Instruction:
Quote the records below word for word, beginning at the line that contains "Roster-mapping task: tag the shelf" and stopping after the line that contains "Roster-mapping task: tag the man's". Leave the pictures out of your answer.

Exercise material:
Start

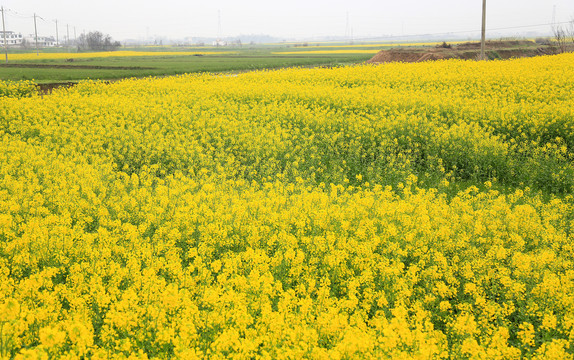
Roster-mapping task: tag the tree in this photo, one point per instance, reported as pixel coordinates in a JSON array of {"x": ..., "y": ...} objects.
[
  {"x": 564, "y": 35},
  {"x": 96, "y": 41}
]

End
Start

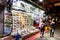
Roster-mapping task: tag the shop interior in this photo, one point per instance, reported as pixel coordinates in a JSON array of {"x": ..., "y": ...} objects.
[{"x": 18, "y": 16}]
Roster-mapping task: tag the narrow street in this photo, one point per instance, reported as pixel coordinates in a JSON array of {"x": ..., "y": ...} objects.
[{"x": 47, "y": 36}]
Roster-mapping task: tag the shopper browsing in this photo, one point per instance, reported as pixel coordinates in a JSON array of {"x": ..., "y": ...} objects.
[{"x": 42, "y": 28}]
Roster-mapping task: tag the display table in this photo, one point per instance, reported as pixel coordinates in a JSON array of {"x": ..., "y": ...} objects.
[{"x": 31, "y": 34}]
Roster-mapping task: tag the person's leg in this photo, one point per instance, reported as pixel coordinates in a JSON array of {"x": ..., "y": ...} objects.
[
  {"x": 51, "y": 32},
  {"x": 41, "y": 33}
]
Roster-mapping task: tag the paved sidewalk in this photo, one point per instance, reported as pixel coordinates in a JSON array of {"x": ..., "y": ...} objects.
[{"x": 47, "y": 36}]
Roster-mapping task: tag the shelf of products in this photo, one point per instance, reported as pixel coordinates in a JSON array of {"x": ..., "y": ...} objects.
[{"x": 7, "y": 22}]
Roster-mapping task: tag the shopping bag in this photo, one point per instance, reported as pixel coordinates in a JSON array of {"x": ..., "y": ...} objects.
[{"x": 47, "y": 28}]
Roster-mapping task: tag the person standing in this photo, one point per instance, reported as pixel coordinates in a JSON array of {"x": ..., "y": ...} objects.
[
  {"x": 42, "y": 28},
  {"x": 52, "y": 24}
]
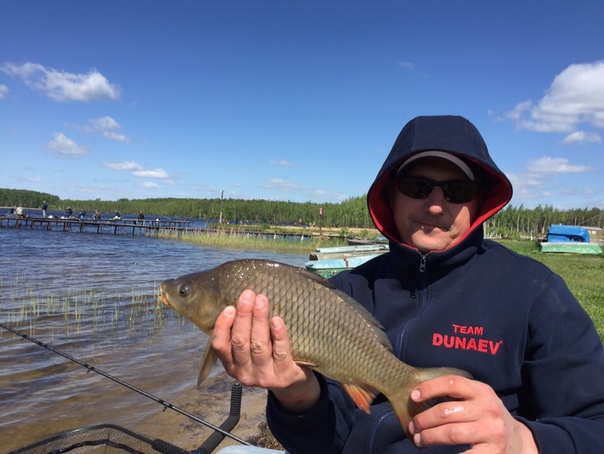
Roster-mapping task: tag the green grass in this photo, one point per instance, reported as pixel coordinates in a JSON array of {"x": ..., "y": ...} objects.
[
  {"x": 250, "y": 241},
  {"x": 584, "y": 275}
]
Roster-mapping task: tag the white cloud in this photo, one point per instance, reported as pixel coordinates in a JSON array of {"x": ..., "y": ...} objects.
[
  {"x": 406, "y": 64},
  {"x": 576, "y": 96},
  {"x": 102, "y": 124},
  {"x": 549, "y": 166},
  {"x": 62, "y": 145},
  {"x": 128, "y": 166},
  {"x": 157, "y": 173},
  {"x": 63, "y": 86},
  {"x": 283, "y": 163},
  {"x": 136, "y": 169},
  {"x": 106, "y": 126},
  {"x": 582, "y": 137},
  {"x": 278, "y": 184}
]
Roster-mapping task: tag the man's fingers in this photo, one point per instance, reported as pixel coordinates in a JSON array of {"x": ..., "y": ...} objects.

End

Result:
Roster-mapping task: tag the shelf of products in this photo, one point per instance, reported as pixel coordinates in a JSON array of {"x": ..., "y": ...} objects.
[{"x": 7, "y": 22}]
Roster-mapping task: tag the shopping bag in this photo, one point per instance, reported as pixel coordinates in a JSON array of {"x": ..., "y": ...} objects.
[{"x": 47, "y": 28}]
Roster-mapping task: tag the person standing in this photo, one point per instance, reported as pixel coordinates in a JSON array of {"x": ..., "y": ...} objects.
[
  {"x": 42, "y": 28},
  {"x": 52, "y": 24}
]
Roster-mapping task: tag the green grass in this photo, one point per instance, reported as pixel coordinates in a JSON array of {"x": ..., "y": ...} objects.
[
  {"x": 250, "y": 241},
  {"x": 584, "y": 275}
]
Roster-mapping task: tag the white cloud in this photo, one point per instance, reported as pixel coordinates in a JSON array of {"x": ..., "y": ...} objects.
[
  {"x": 406, "y": 64},
  {"x": 576, "y": 96},
  {"x": 102, "y": 124},
  {"x": 549, "y": 166},
  {"x": 62, "y": 145},
  {"x": 128, "y": 166},
  {"x": 157, "y": 173},
  {"x": 63, "y": 86},
  {"x": 283, "y": 163},
  {"x": 136, "y": 169},
  {"x": 106, "y": 126},
  {"x": 582, "y": 137},
  {"x": 278, "y": 184}
]
Roster-mapping task: tag the man's fingers in this photo, one point per instance, reported as pixel coordinates in a JSON array of {"x": ..., "y": ...} objects.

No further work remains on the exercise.